## [PROMPT]
Present the lines below as a Markdown table with the columns Row and Line, numbering each row and skipping any blank lines. Leave the pictures out of your answer.

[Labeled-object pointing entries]
:::::
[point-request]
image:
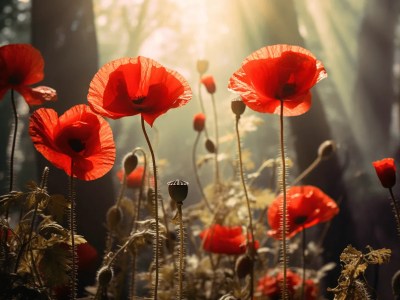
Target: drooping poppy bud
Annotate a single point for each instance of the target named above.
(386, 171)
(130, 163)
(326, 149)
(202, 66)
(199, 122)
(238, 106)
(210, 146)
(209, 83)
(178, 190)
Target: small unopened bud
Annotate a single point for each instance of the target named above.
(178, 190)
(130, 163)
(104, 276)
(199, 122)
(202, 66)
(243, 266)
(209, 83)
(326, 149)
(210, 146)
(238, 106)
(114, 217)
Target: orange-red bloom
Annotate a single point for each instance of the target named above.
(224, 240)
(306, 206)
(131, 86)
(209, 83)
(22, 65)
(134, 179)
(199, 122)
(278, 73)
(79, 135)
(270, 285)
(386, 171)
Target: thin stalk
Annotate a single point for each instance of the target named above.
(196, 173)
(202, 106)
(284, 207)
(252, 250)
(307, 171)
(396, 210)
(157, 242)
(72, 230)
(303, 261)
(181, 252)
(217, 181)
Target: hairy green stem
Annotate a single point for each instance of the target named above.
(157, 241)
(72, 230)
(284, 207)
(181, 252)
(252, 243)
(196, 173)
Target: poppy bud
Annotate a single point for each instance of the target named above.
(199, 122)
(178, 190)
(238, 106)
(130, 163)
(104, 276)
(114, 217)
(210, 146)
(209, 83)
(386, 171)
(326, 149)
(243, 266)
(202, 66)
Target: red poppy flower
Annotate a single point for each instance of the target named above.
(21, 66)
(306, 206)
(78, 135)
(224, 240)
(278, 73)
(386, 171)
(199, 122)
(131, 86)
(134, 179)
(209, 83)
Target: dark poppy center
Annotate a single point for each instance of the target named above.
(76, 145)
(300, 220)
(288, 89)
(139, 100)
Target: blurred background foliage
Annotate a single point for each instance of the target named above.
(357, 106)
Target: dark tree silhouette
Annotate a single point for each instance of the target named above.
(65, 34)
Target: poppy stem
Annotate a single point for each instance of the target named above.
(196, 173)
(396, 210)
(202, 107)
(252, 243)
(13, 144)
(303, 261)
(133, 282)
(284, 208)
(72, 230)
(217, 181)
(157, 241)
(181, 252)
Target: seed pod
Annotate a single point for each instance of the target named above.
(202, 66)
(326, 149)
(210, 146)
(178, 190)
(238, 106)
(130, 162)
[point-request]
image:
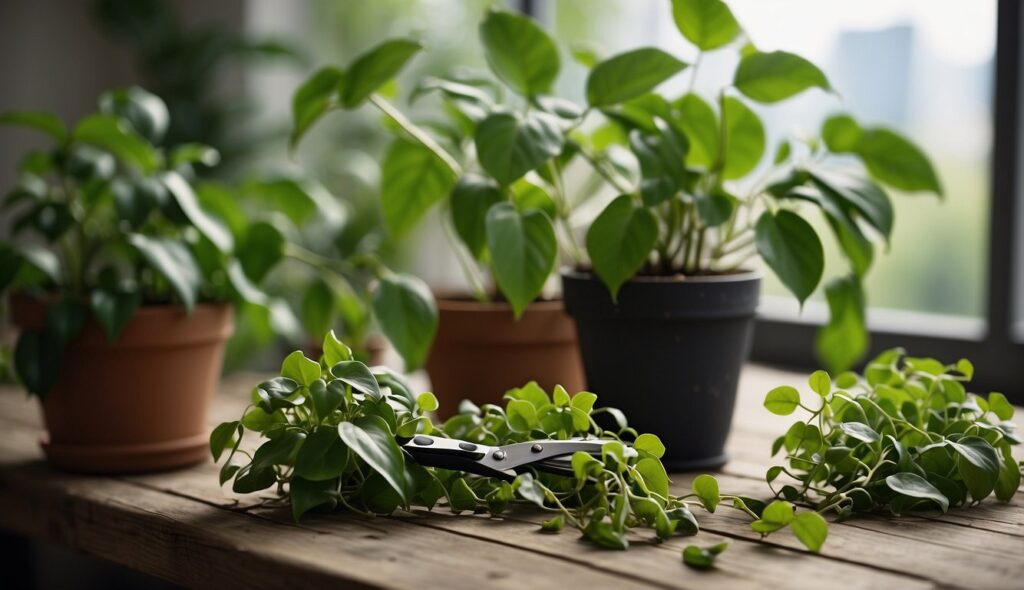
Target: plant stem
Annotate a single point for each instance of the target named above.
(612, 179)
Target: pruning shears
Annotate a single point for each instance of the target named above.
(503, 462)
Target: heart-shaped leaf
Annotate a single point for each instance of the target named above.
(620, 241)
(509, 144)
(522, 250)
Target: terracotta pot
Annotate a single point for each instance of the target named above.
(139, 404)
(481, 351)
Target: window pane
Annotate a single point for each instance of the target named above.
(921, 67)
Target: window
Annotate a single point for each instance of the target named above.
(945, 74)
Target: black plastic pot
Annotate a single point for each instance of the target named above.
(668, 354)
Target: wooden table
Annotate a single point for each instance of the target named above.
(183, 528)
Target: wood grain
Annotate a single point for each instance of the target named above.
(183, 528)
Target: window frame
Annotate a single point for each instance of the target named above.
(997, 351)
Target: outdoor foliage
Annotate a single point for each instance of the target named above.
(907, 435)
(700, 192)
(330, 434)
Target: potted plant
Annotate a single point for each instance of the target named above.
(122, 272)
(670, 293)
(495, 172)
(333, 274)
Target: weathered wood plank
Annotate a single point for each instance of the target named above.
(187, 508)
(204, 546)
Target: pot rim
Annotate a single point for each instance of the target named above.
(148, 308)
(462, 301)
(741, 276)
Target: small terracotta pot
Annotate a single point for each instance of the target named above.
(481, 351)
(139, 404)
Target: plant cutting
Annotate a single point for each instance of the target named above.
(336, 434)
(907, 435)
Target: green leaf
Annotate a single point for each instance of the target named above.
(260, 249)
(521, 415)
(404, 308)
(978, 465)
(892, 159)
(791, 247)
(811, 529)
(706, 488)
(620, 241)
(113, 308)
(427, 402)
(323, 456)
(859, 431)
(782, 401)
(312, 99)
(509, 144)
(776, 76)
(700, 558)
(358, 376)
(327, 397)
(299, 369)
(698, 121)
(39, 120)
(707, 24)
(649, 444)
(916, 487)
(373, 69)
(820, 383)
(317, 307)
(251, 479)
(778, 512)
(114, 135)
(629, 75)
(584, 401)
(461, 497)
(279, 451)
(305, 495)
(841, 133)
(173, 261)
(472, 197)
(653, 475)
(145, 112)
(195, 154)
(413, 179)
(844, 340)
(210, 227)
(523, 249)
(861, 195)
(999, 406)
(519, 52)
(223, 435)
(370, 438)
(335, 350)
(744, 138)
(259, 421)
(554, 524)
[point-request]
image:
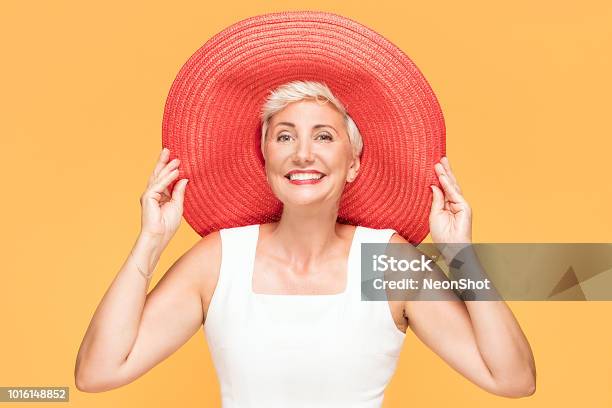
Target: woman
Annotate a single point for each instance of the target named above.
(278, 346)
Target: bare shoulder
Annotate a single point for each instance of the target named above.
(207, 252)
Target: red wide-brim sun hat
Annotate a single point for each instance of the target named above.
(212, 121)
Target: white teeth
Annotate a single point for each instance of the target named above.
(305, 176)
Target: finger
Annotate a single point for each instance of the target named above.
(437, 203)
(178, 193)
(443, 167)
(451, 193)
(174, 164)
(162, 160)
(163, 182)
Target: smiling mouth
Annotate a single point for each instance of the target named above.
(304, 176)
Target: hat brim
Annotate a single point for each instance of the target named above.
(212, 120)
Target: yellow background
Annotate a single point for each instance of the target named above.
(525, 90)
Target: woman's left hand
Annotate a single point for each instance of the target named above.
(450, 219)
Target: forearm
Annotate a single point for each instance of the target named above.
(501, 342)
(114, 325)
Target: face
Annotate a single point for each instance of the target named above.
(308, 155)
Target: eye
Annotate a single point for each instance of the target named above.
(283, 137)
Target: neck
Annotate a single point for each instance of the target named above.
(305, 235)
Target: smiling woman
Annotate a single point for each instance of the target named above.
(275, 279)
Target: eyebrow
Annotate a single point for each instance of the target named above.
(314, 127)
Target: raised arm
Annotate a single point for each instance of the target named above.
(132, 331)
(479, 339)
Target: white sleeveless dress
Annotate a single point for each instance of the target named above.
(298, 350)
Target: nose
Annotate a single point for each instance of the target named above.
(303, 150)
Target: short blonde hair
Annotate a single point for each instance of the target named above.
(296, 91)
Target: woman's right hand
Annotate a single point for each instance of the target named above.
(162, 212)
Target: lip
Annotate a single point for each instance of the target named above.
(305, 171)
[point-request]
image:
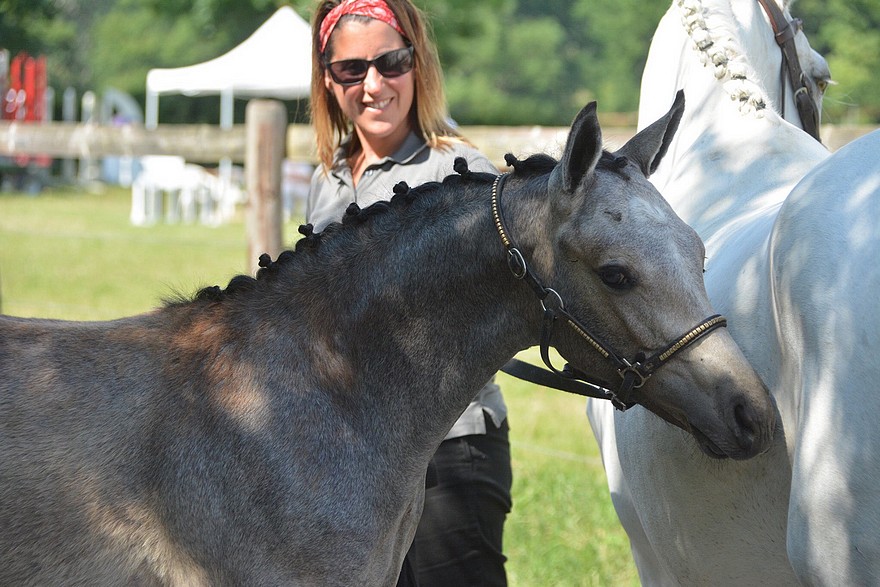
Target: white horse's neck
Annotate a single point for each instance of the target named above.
:::::
## [WRITTEN ANSWER]
| Row | Line |
|---|---|
| 1 | [point-request] |
| 2 | image: |
| 3 | Target: drooping poppy bud |
| 4 | Annotate a single point for each instance of the target named above. |
| 5 | (386, 171) |
| 6 | (130, 163) |
| 7 | (326, 149) |
| 8 | (202, 66) |
| 9 | (199, 122) |
| 10 | (238, 106) |
| 11 | (210, 146) |
| 12 | (209, 83) |
| 13 | (178, 190) |
| 14 | Target: small unopened bud |
| 15 | Annotate a single point for each instance of the target named above. |
| 16 | (178, 190) |
| 17 | (130, 163) |
| 18 | (104, 276) |
| 19 | (199, 122) |
| 20 | (202, 66) |
| 21 | (243, 266) |
| 22 | (209, 83) |
| 23 | (326, 149) |
| 24 | (210, 146) |
| 25 | (238, 106) |
| 26 | (114, 217) |
| 27 | Target: orange-red bloom |
| 28 | Annotate a single point for each instance of the target named above. |
| 29 | (224, 240) |
| 30 | (306, 206) |
| 31 | (131, 86) |
| 32 | (209, 83) |
| 33 | (22, 65) |
| 34 | (134, 179) |
| 35 | (199, 122) |
| 36 | (278, 73) |
| 37 | (79, 135) |
| 38 | (270, 285) |
| 39 | (386, 171) |
| 40 | Target: thin stalk |
| 41 | Annotate a single point for each instance of the target named above. |
| 42 | (196, 173) |
| 43 | (202, 106) |
| 44 | (284, 207) |
| 45 | (252, 250) |
| 46 | (307, 171) |
| 47 | (396, 210) |
| 48 | (157, 242) |
| 49 | (72, 230) |
| 50 | (303, 261) |
| 51 | (181, 252) |
| 52 | (217, 181) |
| 53 | Target: hairy green stem |
| 54 | Annotate a single point for each instance of the target named above. |
| 55 | (157, 241) |
| 56 | (72, 230) |
| 57 | (284, 207) |
| 58 | (181, 252) |
| 59 | (252, 243) |
| 60 | (196, 173) |
| 61 | Target: poppy bud |
| 62 | Annotate a single point for each instance of the target named above. |
| 63 | (199, 122) |
| 64 | (178, 190) |
| 65 | (238, 106) |
| 66 | (130, 163) |
| 67 | (104, 276) |
| 68 | (114, 217) |
| 69 | (210, 146) |
| 70 | (209, 83) |
| 71 | (386, 171) |
| 72 | (326, 149) |
| 73 | (243, 266) |
| 74 | (202, 66) |
| 75 | Target: red poppy flower |
| 76 | Annotate a single point for each instance of the target named above. |
| 77 | (21, 66) |
| 78 | (306, 206) |
| 79 | (78, 135) |
| 80 | (224, 240) |
| 81 | (278, 73) |
| 82 | (386, 171) |
| 83 | (199, 122) |
| 84 | (131, 86) |
| 85 | (134, 179) |
| 86 | (209, 83) |
| 87 | Target: dark poppy center |
| 88 | Annotate a single point for each instance of the target named above. |
| 89 | (76, 145) |
| 90 | (300, 220) |
| 91 | (288, 89) |
| 92 | (139, 100) |
| 93 | Target: blurred background foliage |
| 94 | Annotate a single point for each instance of the target named above. |
| 95 | (357, 106) |
| 96 | Target: dark tree silhouette |
| 97 | Annotate a single point for each instance of the target named above. |
| 98 | (65, 34) |
| 99 | Target: poppy stem |
| 100 | Annotate a single point for each instance of the target named above. |
| 101 | (196, 173) |
| 102 | (396, 210) |
| 103 | (202, 107) |
| 104 | (252, 243) |
| 105 | (13, 144) |
| 106 | (303, 261) |
| 107 | (133, 282) |
| 108 | (284, 208) |
| 109 | (72, 230) |
| 110 | (217, 181) |
| 111 | (157, 241) |
| 112 | (181, 252) |
| 113 | Target: seed pod |
| 114 | Annotate a single point for each instance of the target named above. |
| 115 | (202, 66) |
| 116 | (326, 149) |
| 117 | (210, 146) |
| 118 | (178, 190) |
| 119 | (238, 106) |
| 120 | (130, 162) |
| 121 | [point-request] |
| 122 | image: |
| 123 | Target: plant stem |
| 124 | Annotate a single point for each instance of the target named above. |
| 125 | (612, 179) |
| 126 | Target: pruning shears |
| 127 | Annotate a single point for each instance of the target named above. |
| 128 | (503, 462) |
| 129 | Target: heart-shaped leaf |
| 130 | Annotate a single point for each instance of the target named above. |
| 131 | (620, 241) |
| 132 | (509, 144) |
| 133 | (522, 250) |
| 134 | Target: terracotta pot |
| 135 | Annotate a single point for each instance of the target named above. |
| 136 | (139, 404) |
| 137 | (481, 351) |
| 138 | Target: window pane |
| 139 | Annotate a single point for each instance of the target named above. |
| 140 | (921, 67) |
| 141 | Target: window |
| 142 | Annotate a single point for each instance of the target named above. |
| 143 | (945, 74) |
| 144 | Target: black plastic pot |
| 145 | Annotate a single point for each instance of the target named above. |
| 146 | (668, 354) |
| 147 | Target: wooden table |
| 148 | Annotate a single point for each instance of the target named above. |
| 149 | (183, 528) |
| 150 | Target: wood grain |
| 151 | Annotate a single point for each instance of the target named above. |
| 152 | (183, 528) |
| 153 | Target: window frame |
| 154 | Annotate a single point for each instance of the target named above. |
| 155 | (997, 351) |
| 156 | Target: outdoor foliage |
| 157 | Annotate a single point for each instance of the target named above. |
| 158 | (907, 435) |
| 159 | (700, 192) |
| 160 | (330, 434) |
| 161 | Target: potted plant |
| 162 | Annotate a single point for each instance of the target named above. |
| 163 | (122, 272) |
| 164 | (670, 293) |
| 165 | (495, 172) |
| 166 | (333, 274) |
| 167 | Target: weathered wood plank |
| 168 | Annotate a single point for each instance of the target named above. |
| 169 | (187, 508) |
| 170 | (204, 546) |
| 171 | Target: pot rim |
| 172 | Annotate a single point for each instance of the target named above. |
| 173 | (148, 308) |
| 174 | (462, 301) |
| 175 | (741, 276) |
| 176 | Target: small terracotta pot |
| 177 | Annotate a single point for each instance of the target named above. |
| 178 | (481, 351) |
| 179 | (139, 404) |
| 180 | Target: plant cutting |
| 181 | Annotate a single point for each instance of the target named above. |
| 182 | (336, 434) |
| 183 | (907, 435) |
| 184 | Target: green leaf |
| 185 | Annotate a single point for each instance of the target named above. |
| 186 | (260, 249) |
| 187 | (521, 415) |
| 188 | (404, 308) |
| 189 | (978, 465) |
| 190 | (892, 159) |
| 191 | (791, 247) |
| 192 | (811, 529) |
| 193 | (706, 488) |
| 194 | (620, 241) |
| 195 | (113, 308) |
| 196 | (427, 402) |
| 197 | (323, 456) |
| 198 | (859, 431) |
| 199 | (782, 401) |
| 200 | (312, 99) |
| 201 | (509, 144) |
| 202 | (776, 76) |
| 203 | (700, 558) |
| 204 | (358, 376) |
| 205 | (327, 397) |
| 206 | (299, 369) |
| 207 | (698, 121) |
| 208 | (39, 120) |
| 209 | (707, 24) |
| 210 | (649, 444) |
| 211 | (916, 487) |
| 212 | (373, 69) |
| 213 | (820, 383) |
| 214 | (317, 307) |
| 215 | (251, 479) |
| 216 | (778, 512) |
| 217 | (114, 135) |
| 218 | (629, 75) |
| 219 | (584, 401) |
| 220 | (461, 497) |
| 221 | (279, 451) |
| 222 | (305, 495) |
| 223 | (841, 133) |
| 224 | (173, 261) |
| 225 | (472, 197) |
| 226 | (653, 475) |
| 227 | (145, 112) |
| 228 | (195, 154) |
| 229 | (413, 179) |
| 230 | (844, 340) |
| 231 | (210, 227) |
| 232 | (523, 249) |
| 233 | (861, 195) |
| 234 | (999, 406) |
| 235 | (519, 52) |
| 236 | (223, 435) |
| 237 | (370, 438) |
| 238 | (335, 350) |
| 239 | (744, 138) |
| 240 | (259, 421) |
| 241 | (554, 524) |
| 242 | [point-request] |
| 243 | image: |
| 244 | Target: woman |
| 245 | Annotate a single point for each instance of the target named above. |
| 246 | (278, 346) |
| 247 | Target: bare shoulder |
| 248 | Annotate a single point for each instance of the target named above. |
| 249 | (207, 252) |
| 250 | Target: red wide-brim sun hat |
| 251 | Annotate a single point for each instance of the target named above. |
| 252 | (212, 121) |
| 253 | Target: white teeth |
| 254 | Annotate a single point for each instance of the target named above. |
| 255 | (305, 176) |
| 256 | Target: finger |
| 257 | Annotate a single point for each instance of the target named above. |
| 258 | (437, 203) |
| 259 | (178, 193) |
| 260 | (443, 167) |
| 261 | (451, 193) |
| 262 | (174, 164) |
| 263 | (162, 160) |
| 264 | (163, 182) |
| 265 | Target: smiling mouth |
| 266 | Annotate a single point for each instance of the target named above. |
| 267 | (304, 176) |
| 268 | Target: hat brim |
| 269 | Annotate a single point for each instance of the target named above. |
| 270 | (212, 120) |
| 271 | Target: yellow background |
| 272 | Annotate a single point for each instance of the target named above. |
| 273 | (525, 90) |
| 274 | Target: woman's left hand |
| 275 | Annotate a single point for each instance of the target named above. |
| 276 | (450, 219) |
| 277 | Target: forearm |
| 278 | Annotate a single point for each instance of the target named above. |
| 279 | (501, 342) |
| 280 | (114, 325) |
| 281 | Target: face |
| 282 | Annotate a single point for each instance of the target named above. |
| 283 | (308, 155) |
| 284 | Target: eye |
| 285 | Annotate a single point for each instance of the target named above. |
| 286 | (283, 137) |
| 287 | Target: neck |
| 288 | Annotate a single point for each instance of the target named above. |
| 289 | (305, 235) |
| 290 | Target: smiling woman |
| 291 | Annotate a single point for each instance of the target named above. |
| 292 | (275, 279) |
| 293 | Target: eyebrow |
| 294 | Annotate a single point for each instance of the target named above. |
| 295 | (314, 127) |
| 296 | Target: raised arm |
| 297 | Annotate a single point for each instance of the target named above. |
| 298 | (132, 331) |
| 299 | (479, 339) |
| 300 | Target: white sleeveless dress |
| 301 | Annotate a single point for each instance of the target named above. |
| 302 | (298, 350) |
| 303 | Target: nose |
| 304 | Annotate a single point for each instance of the target named above. |
| 305 | (303, 150) |
| 306 | Target: short blonde hair |
| 307 | Annotate a single point for each instance of the target named above. |
| 308 | (296, 91) |
| 309 | Target: woman's right hand |
| 310 | Annotate a single point for each instance of the target named above. |
| 311 | (162, 212) |
| 312 | Target: lip |
| 313 | Annotate a single point for each instance of the target named above. |
| 314 | (305, 171) |
| 315 | [point-request] |
| 316 | image: |
| 317 | Target: white horse's neck |
| 318 | Annotate a single point for each instance of the target named above. |